begin Data provided

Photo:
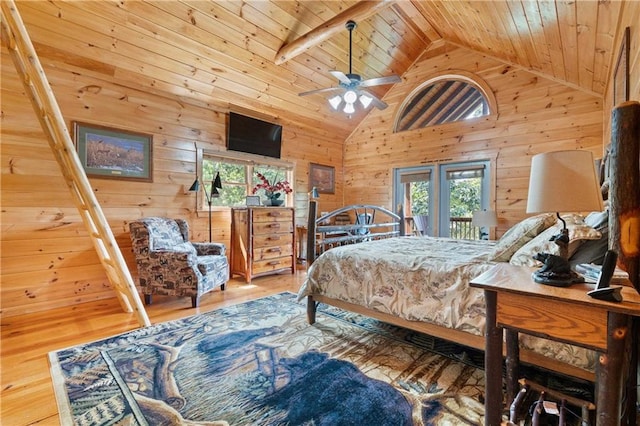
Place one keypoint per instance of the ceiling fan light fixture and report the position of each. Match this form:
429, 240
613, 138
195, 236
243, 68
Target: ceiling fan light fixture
365, 100
350, 97
335, 102
349, 109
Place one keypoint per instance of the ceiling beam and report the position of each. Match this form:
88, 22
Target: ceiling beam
358, 12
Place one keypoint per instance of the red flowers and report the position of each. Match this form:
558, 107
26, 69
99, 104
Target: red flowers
272, 190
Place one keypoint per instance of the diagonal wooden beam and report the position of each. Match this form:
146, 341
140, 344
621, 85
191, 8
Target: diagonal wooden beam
358, 12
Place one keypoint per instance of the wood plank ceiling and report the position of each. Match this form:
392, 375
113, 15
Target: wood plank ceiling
222, 54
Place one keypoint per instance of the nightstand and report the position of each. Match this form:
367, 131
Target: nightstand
516, 303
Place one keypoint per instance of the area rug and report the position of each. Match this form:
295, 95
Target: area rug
260, 363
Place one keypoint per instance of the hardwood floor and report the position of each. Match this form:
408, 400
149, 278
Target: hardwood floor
27, 391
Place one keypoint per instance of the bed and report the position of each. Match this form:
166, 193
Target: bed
371, 267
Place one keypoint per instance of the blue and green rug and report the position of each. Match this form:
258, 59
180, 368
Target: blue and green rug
261, 363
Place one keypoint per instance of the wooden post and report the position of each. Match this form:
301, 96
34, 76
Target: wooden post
311, 232
493, 363
608, 368
624, 233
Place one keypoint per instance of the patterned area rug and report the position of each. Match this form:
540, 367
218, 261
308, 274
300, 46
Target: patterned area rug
261, 363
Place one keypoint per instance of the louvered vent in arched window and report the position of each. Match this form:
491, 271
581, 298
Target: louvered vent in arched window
440, 101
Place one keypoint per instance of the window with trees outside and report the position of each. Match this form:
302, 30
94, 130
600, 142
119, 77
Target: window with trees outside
239, 177
439, 200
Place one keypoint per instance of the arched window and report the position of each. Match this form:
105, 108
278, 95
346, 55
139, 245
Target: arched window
445, 99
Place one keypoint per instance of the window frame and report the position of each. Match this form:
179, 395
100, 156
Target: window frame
438, 189
250, 162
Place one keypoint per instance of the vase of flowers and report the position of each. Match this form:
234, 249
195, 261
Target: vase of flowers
274, 191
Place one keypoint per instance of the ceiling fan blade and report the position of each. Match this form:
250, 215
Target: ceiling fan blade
325, 90
380, 81
376, 101
340, 76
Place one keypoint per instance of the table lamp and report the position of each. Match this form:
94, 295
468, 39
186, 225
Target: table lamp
562, 181
484, 219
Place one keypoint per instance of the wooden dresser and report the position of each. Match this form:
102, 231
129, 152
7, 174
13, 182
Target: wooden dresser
262, 241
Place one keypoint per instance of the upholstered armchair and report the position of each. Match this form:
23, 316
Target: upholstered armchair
168, 264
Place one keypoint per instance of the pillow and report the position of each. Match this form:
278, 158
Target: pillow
578, 233
519, 235
593, 251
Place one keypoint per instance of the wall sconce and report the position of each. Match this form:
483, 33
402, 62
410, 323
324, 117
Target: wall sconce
213, 193
313, 194
484, 219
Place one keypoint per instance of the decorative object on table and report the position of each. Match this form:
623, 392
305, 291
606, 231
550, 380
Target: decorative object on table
216, 184
562, 181
106, 152
274, 191
322, 178
252, 201
484, 219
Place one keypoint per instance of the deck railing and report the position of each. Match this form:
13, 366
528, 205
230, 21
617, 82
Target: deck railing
459, 227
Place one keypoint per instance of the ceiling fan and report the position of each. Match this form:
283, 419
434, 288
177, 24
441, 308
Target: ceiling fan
351, 86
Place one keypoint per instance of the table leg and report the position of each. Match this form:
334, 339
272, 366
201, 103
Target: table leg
512, 363
492, 364
609, 371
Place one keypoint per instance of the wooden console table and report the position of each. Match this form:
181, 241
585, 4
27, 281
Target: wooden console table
516, 303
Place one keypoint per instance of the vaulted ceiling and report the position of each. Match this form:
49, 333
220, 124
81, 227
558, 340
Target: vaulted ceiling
258, 55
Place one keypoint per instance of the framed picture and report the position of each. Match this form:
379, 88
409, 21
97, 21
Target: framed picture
111, 153
621, 73
253, 200
323, 178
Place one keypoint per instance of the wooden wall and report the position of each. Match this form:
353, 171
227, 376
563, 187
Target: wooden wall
630, 18
535, 114
47, 259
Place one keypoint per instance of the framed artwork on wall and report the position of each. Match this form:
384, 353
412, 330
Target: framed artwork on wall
106, 152
621, 73
322, 177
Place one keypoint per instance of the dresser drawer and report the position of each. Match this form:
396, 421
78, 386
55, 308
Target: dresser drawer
262, 241
272, 227
272, 214
272, 252
262, 266
271, 240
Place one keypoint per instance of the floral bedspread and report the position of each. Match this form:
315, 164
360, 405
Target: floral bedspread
421, 279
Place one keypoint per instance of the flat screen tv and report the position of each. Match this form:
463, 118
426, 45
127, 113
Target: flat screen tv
253, 136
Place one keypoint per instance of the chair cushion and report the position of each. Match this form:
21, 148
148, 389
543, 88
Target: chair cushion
164, 234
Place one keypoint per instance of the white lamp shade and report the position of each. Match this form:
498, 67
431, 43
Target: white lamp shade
486, 218
563, 181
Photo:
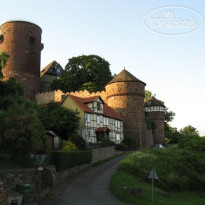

end Data provided

Exercise requirements: Show every line of the items above that contains the string "nightstand", copying each line in full.

Reply to the exercise:
Place one keypoint per instance of the nightstand and report the position of each. Match this form:
Target: nightstand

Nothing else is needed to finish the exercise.